● Problem details
Reproduce every line of the data, starting at the line that contains "Point to the black suit" and ending at the final line, and shift each coordinate by adding 62 to both of its numbers.

* * * * * * * * *

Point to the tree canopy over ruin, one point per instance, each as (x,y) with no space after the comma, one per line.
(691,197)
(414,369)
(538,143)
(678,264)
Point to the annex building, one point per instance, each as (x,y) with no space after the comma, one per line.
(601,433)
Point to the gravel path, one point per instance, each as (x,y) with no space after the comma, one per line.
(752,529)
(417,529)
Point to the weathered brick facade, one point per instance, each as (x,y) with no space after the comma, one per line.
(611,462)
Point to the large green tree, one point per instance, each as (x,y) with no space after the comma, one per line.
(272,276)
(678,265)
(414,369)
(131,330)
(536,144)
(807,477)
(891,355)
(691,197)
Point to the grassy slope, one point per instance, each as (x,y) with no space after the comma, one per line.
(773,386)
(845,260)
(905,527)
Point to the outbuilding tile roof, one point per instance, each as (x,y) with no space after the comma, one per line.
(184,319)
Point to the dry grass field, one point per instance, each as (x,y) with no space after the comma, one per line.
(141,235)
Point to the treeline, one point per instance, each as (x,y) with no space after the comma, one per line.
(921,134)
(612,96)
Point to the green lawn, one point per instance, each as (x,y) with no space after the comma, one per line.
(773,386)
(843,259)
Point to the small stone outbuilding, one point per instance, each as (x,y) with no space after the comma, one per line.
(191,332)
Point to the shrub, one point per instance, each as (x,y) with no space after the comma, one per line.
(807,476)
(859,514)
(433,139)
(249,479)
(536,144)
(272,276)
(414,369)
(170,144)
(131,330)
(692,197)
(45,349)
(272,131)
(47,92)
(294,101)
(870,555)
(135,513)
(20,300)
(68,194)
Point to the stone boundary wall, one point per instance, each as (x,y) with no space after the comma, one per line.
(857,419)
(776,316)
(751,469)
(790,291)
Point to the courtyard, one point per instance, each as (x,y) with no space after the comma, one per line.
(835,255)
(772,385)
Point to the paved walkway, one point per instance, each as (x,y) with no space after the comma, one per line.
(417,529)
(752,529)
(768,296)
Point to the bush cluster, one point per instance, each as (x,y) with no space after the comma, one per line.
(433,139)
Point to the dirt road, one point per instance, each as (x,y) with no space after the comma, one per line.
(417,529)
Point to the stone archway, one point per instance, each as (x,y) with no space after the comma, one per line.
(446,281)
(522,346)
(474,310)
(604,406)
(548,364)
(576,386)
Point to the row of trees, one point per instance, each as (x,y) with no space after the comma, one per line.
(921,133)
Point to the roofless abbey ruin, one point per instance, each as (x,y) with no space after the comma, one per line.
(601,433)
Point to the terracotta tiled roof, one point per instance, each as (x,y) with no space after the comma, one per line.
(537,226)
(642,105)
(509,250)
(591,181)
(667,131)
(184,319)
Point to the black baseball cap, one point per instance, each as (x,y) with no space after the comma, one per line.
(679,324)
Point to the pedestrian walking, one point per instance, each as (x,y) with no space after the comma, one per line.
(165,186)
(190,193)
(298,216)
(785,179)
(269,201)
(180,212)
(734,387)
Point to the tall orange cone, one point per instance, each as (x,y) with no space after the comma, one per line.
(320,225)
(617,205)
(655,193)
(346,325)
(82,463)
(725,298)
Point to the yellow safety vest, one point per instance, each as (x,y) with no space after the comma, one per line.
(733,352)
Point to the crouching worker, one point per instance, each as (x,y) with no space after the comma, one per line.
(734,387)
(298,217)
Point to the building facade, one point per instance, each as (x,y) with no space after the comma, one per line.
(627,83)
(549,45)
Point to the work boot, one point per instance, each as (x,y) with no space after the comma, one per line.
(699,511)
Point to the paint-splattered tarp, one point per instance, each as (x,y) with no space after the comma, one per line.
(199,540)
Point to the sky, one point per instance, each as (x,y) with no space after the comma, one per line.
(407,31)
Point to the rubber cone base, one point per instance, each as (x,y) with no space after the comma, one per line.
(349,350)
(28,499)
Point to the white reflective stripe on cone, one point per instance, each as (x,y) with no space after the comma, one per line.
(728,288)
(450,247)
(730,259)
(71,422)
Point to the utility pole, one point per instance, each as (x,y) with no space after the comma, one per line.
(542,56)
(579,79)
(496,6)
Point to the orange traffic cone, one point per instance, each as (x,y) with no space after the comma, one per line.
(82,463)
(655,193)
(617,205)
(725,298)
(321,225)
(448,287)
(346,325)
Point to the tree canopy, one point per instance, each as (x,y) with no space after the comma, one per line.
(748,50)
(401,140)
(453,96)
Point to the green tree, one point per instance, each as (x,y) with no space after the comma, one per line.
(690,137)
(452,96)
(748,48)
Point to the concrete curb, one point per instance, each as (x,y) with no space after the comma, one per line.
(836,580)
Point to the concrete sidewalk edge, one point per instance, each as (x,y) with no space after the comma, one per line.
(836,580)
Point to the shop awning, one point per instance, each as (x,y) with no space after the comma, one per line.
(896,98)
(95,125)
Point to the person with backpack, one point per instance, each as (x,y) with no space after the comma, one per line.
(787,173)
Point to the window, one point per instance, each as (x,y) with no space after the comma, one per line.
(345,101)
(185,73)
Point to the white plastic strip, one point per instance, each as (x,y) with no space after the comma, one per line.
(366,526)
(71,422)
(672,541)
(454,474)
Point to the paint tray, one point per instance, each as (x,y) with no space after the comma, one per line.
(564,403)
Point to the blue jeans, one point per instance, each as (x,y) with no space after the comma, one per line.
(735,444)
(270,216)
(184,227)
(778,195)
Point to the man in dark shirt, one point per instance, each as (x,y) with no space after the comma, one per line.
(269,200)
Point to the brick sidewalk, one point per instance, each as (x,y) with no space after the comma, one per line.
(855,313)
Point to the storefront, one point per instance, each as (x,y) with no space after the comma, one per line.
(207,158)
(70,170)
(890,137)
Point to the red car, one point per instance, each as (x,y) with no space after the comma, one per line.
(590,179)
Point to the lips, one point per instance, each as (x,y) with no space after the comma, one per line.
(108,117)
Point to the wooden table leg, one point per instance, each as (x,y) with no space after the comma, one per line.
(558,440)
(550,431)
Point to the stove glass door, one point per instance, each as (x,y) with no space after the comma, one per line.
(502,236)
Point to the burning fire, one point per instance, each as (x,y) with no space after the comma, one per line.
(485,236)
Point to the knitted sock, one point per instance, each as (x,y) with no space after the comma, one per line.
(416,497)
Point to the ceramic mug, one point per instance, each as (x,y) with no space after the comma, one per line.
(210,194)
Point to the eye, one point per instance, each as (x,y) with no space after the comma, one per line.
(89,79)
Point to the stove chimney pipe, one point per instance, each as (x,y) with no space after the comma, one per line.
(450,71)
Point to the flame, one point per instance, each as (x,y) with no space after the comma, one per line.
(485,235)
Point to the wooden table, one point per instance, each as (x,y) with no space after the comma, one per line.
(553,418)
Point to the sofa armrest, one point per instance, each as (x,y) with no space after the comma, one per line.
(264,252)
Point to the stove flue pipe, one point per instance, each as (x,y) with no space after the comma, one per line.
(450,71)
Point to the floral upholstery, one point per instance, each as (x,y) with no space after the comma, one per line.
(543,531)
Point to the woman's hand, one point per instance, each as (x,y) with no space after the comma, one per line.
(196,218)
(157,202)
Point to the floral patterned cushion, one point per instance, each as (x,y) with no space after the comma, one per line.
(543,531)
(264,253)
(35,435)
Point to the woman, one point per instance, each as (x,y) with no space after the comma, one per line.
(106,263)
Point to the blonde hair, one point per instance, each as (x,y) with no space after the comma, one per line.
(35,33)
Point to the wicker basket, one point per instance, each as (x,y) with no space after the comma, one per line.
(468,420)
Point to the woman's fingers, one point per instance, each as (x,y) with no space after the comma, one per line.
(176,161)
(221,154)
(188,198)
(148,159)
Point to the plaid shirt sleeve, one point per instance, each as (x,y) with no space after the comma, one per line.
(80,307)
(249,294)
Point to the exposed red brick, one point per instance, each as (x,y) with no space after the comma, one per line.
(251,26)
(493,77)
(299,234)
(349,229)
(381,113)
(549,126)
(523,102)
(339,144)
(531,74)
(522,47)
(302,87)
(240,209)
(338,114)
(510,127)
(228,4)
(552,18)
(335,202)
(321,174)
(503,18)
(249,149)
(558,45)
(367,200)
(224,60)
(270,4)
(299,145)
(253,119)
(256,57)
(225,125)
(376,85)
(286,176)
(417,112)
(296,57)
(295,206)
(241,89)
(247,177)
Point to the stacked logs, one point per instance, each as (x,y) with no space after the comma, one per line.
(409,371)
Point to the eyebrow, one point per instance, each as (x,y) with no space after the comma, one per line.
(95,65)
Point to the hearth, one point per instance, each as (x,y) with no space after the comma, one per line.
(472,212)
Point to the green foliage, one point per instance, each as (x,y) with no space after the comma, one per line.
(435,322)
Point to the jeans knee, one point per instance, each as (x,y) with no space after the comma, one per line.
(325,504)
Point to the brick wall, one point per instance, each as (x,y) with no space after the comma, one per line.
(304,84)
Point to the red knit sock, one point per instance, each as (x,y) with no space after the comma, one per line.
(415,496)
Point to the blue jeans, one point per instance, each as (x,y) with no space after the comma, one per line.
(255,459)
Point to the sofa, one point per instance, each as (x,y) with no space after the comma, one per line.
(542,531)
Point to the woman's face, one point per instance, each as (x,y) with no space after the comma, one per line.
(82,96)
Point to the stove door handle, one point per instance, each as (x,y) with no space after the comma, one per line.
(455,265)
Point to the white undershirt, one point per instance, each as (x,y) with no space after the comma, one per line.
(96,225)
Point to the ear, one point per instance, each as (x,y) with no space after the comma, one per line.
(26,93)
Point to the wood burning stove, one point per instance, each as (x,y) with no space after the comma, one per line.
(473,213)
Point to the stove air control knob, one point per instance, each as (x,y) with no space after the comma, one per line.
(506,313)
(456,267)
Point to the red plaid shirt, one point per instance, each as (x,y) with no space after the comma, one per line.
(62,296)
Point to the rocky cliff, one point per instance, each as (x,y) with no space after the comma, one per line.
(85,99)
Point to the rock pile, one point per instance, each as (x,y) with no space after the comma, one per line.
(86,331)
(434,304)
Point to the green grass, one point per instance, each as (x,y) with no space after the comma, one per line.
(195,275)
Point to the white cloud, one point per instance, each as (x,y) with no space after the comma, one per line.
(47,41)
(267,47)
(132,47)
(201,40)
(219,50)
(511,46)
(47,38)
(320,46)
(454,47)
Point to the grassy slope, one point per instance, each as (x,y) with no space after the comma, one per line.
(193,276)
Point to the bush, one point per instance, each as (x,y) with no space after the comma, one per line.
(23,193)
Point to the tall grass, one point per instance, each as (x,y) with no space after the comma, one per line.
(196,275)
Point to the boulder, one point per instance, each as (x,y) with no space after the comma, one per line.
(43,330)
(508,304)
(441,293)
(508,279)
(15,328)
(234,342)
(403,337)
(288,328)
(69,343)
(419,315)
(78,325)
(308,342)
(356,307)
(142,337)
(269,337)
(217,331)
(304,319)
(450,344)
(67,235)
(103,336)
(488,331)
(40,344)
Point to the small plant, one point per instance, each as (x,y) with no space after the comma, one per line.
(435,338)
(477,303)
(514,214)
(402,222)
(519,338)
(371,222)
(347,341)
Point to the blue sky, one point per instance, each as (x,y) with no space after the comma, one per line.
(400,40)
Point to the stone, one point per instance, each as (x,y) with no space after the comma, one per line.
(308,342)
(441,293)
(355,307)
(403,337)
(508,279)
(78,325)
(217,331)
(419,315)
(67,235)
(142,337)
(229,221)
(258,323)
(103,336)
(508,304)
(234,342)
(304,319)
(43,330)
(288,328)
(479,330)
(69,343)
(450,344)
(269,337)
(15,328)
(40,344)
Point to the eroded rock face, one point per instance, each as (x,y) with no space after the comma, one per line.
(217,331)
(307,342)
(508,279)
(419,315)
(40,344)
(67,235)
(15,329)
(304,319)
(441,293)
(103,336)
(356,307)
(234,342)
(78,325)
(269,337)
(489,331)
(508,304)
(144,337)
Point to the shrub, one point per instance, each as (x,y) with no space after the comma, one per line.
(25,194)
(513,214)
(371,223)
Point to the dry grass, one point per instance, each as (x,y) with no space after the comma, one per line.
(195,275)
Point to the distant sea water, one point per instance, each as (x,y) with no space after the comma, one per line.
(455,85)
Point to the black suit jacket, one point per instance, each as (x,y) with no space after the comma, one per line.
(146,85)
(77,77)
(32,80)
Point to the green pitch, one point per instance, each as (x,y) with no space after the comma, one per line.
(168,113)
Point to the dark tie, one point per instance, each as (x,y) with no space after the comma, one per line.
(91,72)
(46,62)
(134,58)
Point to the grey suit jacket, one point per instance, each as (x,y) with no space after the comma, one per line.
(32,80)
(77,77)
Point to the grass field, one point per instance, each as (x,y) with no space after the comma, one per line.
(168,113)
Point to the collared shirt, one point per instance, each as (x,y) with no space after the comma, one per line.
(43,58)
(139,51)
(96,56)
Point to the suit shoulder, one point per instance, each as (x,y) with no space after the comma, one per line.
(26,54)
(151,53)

* * * * * * * * *

● The completed task
Point to the black suit jacket, one point per instance, each as (x,y) with no space after the comma, one per line.
(208,147)
(139,139)
(94,142)
Point to the green pitch, one point per instance, each as (x,y) with no space after the comma, one per line.
(230,175)
Point to the dark tie, one point per instance, each as (x,y) with no space after the comma, one per line.
(153,134)
(108,124)
(196,120)
Point to the grey suit jacket, one point per instance, each as (x,y) with no space after the comma, one per line.
(94,142)
(139,139)
Point to the grass field, one point per instance, each as (x,y) with no space after the comma, one per line.
(230,175)
Point to the collared shirt, one point per instance, each as (x,y) with no space after the comma, one per line.
(105,120)
(201,113)
(158,118)
Point to the suit shoulder, one point per instance, each as (x,y) with no space after the comma, one per line.
(88,116)
(213,115)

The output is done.